Answer these questions from the text below on treating coal with a cupric ion solution.
1. What temperature range is preferred when the coal solids and the cupric ion solution are brought together?
2. What two things does the text say happen when the temperature is set well above about 200° C?
3. How short can the contact time be?

• Supplied text:

----------------

The temperature during the contacting of coal solids and cupric ion solution should be at least about 140° C. preferably 150°-200° C. The required pressure will be maintained to contain the steam with the contact taking place in any suitable pressure vessel. There normally is no advantage in providing a temperature appreciably above about 200° C. since reaction times are not significantly reduced and costs become excessive.
The contact time to achieve solubilization of substantially all of the sulfur will vary depending on the particle size, sulfur content, cupric ion concentration and temperature. The time can be as short as 0.5-1 hour especially at the higher temperatures.

----------------

• Dataset excerpts:
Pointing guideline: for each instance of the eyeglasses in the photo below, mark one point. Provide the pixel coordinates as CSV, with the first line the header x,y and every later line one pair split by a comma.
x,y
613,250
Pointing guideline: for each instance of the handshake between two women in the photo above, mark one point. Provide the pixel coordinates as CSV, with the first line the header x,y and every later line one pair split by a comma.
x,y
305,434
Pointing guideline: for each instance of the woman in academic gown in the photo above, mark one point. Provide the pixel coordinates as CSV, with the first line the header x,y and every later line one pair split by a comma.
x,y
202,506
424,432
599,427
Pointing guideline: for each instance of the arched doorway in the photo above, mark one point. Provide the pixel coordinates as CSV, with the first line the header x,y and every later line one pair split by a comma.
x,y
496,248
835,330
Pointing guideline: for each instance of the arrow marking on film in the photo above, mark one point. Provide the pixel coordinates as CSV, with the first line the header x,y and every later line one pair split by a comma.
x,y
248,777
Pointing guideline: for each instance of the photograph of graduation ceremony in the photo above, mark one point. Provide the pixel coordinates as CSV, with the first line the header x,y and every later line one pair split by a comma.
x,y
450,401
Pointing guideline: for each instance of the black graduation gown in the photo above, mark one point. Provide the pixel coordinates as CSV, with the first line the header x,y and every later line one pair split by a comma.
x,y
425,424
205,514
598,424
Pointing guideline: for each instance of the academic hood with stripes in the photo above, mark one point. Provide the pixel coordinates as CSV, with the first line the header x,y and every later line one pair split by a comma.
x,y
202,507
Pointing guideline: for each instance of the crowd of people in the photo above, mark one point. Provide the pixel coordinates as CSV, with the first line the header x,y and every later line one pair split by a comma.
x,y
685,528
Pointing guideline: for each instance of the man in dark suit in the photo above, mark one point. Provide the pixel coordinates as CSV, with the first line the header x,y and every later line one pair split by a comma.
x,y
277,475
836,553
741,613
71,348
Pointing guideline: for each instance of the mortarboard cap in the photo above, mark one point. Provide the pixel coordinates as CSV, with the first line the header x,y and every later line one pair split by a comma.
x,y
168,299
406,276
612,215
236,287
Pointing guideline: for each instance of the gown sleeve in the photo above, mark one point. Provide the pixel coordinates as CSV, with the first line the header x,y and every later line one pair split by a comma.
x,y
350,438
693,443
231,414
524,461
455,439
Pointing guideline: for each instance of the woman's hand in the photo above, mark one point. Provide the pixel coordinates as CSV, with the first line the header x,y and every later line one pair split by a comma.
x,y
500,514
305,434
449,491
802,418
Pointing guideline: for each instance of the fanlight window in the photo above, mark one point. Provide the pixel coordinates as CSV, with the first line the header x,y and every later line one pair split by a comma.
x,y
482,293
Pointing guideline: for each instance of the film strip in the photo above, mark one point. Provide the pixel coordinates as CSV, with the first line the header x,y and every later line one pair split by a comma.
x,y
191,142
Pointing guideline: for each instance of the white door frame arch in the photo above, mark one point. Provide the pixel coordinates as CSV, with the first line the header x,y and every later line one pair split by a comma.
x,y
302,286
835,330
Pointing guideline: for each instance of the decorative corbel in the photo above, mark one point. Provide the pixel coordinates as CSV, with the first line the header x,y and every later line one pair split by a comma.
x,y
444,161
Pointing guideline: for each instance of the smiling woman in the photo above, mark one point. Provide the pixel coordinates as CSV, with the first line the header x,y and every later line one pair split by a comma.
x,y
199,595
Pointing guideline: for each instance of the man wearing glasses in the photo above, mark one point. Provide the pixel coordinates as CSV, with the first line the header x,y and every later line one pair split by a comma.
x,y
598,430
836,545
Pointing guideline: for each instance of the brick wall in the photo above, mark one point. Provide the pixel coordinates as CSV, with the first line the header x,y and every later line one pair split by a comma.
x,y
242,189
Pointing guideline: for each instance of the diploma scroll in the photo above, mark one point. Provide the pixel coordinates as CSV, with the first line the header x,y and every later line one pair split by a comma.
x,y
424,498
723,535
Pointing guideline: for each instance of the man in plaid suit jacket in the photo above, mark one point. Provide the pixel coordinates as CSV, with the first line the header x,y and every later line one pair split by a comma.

----------------

• Result of this exercise:
1. 150°-200° C.
2. Reaction times are not significantly reduced, and costs become excessive.
3. As short as 0.5-1 hour, especially at the higher temperatures.